Set task:
Please return every one of the rows below verbatim, changing nothing.

Records:

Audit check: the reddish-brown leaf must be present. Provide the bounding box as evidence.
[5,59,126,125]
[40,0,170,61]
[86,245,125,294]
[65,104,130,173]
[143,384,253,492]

Result:
Audit check: the reddish-brown leaf must be present. Provide the bounding box as evidence.
[5,59,126,125]
[40,0,170,61]
[86,245,125,294]
[65,104,130,173]
[143,384,253,492]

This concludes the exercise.